What you have to do: Under this line are the records; write out word for word the part that begins at the line containing "Target: calm water" and ends at the line containing "Practice step: find every instance of the sun glow", and no more.

Saved data entries:
::::::

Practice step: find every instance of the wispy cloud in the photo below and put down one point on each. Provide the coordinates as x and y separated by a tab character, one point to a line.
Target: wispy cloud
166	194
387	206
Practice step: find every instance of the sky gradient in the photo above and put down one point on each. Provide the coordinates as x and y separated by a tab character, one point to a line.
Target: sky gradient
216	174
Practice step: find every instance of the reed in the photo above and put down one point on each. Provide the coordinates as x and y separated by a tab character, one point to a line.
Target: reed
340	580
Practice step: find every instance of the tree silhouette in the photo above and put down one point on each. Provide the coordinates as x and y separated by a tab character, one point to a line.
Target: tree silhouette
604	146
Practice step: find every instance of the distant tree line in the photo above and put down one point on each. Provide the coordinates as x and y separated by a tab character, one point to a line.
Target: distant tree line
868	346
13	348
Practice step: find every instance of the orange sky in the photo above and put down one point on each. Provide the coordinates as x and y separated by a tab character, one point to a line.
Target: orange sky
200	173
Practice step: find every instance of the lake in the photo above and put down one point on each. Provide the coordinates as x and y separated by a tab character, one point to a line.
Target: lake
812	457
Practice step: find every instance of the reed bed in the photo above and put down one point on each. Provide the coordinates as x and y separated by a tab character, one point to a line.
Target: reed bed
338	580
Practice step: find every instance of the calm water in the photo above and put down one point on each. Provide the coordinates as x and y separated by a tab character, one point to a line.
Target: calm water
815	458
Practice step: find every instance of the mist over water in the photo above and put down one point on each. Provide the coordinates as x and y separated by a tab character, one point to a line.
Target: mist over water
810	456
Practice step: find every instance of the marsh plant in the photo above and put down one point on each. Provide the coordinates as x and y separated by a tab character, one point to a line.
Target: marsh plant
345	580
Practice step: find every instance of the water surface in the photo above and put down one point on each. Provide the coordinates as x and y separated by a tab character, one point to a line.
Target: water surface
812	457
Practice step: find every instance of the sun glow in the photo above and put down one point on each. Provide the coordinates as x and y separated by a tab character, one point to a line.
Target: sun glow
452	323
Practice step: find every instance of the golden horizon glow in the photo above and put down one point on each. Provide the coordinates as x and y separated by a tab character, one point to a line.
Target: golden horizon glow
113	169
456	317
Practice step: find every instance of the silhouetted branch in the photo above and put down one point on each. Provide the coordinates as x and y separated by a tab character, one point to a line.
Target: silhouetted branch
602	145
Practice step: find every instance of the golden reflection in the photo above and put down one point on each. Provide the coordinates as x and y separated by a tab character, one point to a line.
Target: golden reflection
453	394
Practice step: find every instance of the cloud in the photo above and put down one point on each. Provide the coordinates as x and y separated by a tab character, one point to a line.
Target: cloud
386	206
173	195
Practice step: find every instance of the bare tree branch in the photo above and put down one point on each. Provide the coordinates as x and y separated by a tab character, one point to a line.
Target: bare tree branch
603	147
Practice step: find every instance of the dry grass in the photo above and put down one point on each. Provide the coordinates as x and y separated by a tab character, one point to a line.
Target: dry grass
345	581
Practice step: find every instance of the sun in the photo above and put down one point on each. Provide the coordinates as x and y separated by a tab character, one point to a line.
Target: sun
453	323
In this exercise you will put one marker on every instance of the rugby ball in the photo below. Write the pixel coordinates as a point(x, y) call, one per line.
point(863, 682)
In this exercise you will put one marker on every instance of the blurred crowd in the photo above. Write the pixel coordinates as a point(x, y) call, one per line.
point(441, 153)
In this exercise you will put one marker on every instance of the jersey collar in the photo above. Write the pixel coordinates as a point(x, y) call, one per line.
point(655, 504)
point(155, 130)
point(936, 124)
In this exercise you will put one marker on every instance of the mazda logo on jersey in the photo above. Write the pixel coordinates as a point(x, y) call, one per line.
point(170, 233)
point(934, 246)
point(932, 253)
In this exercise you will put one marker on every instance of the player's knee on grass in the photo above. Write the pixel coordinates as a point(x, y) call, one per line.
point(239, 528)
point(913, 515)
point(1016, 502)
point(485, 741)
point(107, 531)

::::::

Result of this exercise:
Target: calm water
815	458
Practice step: find every instance of the mist over water in the photo above and put down one point on each. Provide the coordinates as x and y separated by a tab character, one point to a line.
Target: mist over water
810	456
Practice step: find every instance of the marsh plant in the photo above and put down one point on each. Provide the coordinates as x and y separated by a tab character, one point to a line.
Target: marsh plant
345	580
Practice step: find every instance of the water surface in the photo above and put down one point on each. Provide the coordinates as x and y separated by a tab character, one point to a line.
Target: water surface
812	457
Practice step: find every instance of the sun glow in the photo above and put down one point on each. Provide the coordinates as x and y separated by a tab character, one point to a line.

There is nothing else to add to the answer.